Task input START
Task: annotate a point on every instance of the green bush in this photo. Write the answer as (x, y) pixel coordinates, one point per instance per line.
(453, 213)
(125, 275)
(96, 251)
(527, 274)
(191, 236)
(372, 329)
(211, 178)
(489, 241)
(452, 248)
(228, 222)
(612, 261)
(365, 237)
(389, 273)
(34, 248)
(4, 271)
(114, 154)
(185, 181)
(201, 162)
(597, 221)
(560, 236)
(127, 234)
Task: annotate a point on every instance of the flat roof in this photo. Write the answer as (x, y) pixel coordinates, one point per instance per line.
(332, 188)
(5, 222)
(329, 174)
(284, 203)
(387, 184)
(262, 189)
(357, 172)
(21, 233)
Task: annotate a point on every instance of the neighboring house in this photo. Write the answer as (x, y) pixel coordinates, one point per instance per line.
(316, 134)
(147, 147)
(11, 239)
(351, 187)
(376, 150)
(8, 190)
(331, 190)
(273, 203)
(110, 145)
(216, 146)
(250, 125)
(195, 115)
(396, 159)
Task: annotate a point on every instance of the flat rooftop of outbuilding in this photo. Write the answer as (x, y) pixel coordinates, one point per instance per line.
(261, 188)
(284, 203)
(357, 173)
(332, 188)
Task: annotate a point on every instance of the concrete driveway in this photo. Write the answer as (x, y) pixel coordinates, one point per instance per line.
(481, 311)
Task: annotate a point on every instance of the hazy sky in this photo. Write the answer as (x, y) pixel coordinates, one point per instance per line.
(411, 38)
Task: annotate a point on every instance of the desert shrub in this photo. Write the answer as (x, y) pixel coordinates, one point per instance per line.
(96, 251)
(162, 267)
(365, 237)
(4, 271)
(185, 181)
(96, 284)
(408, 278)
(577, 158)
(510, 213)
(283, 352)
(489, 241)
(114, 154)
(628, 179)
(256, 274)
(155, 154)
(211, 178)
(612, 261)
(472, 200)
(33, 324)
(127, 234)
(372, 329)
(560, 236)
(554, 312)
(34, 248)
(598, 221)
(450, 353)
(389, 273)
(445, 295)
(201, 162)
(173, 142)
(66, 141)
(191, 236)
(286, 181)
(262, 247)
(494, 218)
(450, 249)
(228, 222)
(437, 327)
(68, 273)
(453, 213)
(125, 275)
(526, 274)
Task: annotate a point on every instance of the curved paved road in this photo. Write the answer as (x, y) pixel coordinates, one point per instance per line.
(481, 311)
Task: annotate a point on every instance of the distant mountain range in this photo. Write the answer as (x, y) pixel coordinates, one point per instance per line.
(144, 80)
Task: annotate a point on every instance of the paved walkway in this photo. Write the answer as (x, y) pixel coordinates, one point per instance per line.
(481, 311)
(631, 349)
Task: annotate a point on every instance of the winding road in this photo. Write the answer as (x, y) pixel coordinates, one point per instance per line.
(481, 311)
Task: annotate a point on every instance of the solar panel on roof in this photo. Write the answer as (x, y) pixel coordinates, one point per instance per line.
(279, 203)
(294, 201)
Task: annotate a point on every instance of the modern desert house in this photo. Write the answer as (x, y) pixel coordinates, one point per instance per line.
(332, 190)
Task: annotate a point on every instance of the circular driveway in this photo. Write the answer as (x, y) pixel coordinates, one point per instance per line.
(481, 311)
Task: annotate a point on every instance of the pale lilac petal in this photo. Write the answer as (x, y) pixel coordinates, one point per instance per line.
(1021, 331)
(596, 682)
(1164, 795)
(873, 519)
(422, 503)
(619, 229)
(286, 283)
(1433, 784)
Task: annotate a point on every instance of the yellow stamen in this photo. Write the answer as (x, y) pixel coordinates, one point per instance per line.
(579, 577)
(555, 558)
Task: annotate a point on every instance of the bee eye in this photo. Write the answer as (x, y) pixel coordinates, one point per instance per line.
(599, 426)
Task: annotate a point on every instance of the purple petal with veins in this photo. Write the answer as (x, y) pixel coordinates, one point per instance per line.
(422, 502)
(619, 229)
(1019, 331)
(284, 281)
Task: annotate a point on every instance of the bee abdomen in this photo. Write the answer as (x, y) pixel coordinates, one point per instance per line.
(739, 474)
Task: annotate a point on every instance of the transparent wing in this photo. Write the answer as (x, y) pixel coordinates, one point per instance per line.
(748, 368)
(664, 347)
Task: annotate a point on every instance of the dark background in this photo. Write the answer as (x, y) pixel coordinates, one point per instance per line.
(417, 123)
Task input END
Your task
Set the data above down again in full, exactly as it reads.

Answer to the problem
Task: annotate a point on every instance of the green bush in this photo. Write the answer as (x, y) pixel coordinates, one point per instance per line.
(453, 213)
(125, 275)
(96, 251)
(527, 274)
(191, 236)
(372, 329)
(211, 178)
(489, 241)
(452, 248)
(228, 222)
(612, 261)
(365, 237)
(389, 273)
(34, 248)
(4, 271)
(114, 154)
(185, 181)
(201, 162)
(597, 221)
(560, 236)
(127, 234)
Task: annotate a point on every instance of the flat roof in this photo. Write the answer as (x, y) pixel coordinates, one point per instance per line.
(332, 188)
(5, 222)
(329, 174)
(284, 203)
(387, 184)
(262, 189)
(357, 172)
(21, 233)
Task: annotate a point on every instance of the neighboring house in this photo. Write the answer as (x, y) pixel coordinates, one point per instance per line.
(316, 134)
(147, 147)
(11, 239)
(351, 187)
(376, 150)
(8, 190)
(331, 190)
(273, 203)
(110, 145)
(216, 146)
(250, 125)
(195, 115)
(396, 159)
Task: annotate a point on every instance of the flat rooftop of outbuilding in this photo. Write the answer as (x, y) pixel coordinates, one point per instance per line.
(261, 188)
(284, 203)
(357, 173)
(332, 188)
Task: annotate a point on every instance of the concrete driveway in this photo. Write the answer as (x, y) pixel coordinates, one point per instance per line.
(481, 311)
Task: annotate a point on every instance of the hazy sky in this photo. Write the answer as (x, y) pixel coordinates, one point per instance per line.
(411, 38)
Task: annotate a point on every instance of the desert shrub in this photo. Write the answer as (x, y) pixel coordinates, one point per instance per line.
(96, 251)
(162, 267)
(365, 237)
(4, 271)
(185, 181)
(96, 284)
(408, 278)
(577, 158)
(510, 213)
(283, 352)
(489, 241)
(114, 154)
(628, 179)
(256, 274)
(155, 154)
(211, 178)
(612, 261)
(472, 200)
(33, 324)
(127, 234)
(372, 329)
(560, 236)
(554, 312)
(34, 248)
(598, 221)
(450, 353)
(389, 273)
(445, 295)
(201, 162)
(173, 142)
(66, 141)
(191, 236)
(286, 181)
(262, 247)
(494, 218)
(450, 249)
(228, 222)
(437, 327)
(68, 273)
(453, 213)
(125, 275)
(526, 274)
Task: annotate a point on every instance of the curved paved road in this photo. Write the answer as (x, y) pixel coordinates, one point per instance per line.
(481, 311)
Task: annotate a point on every instance of the distant mountain range in this photo. Write the answer as (x, y) pixel coordinates, one point per instance per line.
(144, 80)
Task: annotate a point on every instance of the paved walkway in this photo. Write the answer as (x, y) pixel coordinates, one point per instance per line.
(481, 311)
(631, 349)
Task: annotate a point on every instance of the winding road in this photo. Write the answer as (x, y) pixel coordinates, one point per instance per line.
(481, 311)
Task: annotate a point on every instance of the solar panel on roof in this photo. Write the answer as (x, y) pixel coordinates, one point per instance per line.
(279, 203)
(294, 201)
Task: annotate a point on every instance of the modern desert house in this photo. Write the answer as (x, y) pixel coordinates, one point per instance per line.
(332, 190)
Task: annotate a point on every instance of the circular driveway in this photo. Write the answer as (x, y) pixel coordinates, one point per instance per line.
(481, 311)
Task: annotate a point on every instance of the pale lilac petal in this photo. Write the answer as (x, y) pixel coordinates, one point per instance per line.
(1021, 331)
(596, 682)
(1164, 795)
(873, 519)
(422, 503)
(619, 229)
(286, 283)
(1433, 784)
Task: annotate a point on every instance of the yellow stamen in this photo. Write the answer as (x, y) pixel coordinates, one point per instance per line.
(579, 577)
(555, 558)
Task: annotate a point on every instance of the bee eye in this photo. Write the answer as (x, y) pixel coordinates, one point per instance per line.
(599, 426)
Task: annotate a point on every instance of the purple petal with veins in this photo. Write the answer as (x, y) pixel coordinates, one point per instance per line.
(422, 502)
(619, 229)
(1019, 331)
(284, 281)
Task: annotate a point on every instance of the bee abdomen in this photo. Write the answer as (x, y) pixel coordinates, one point per instance per line.
(739, 474)
Task: annotate a point on every instance of the transparent wing in this photo. Write the answer as (x, y) pixel coordinates, one point per instance per line.
(748, 368)
(664, 347)
Task: annotate a point on every instance of the dark background in this photo. Write the answer as (x, y) pixel coordinates, one point per instance per line.
(417, 123)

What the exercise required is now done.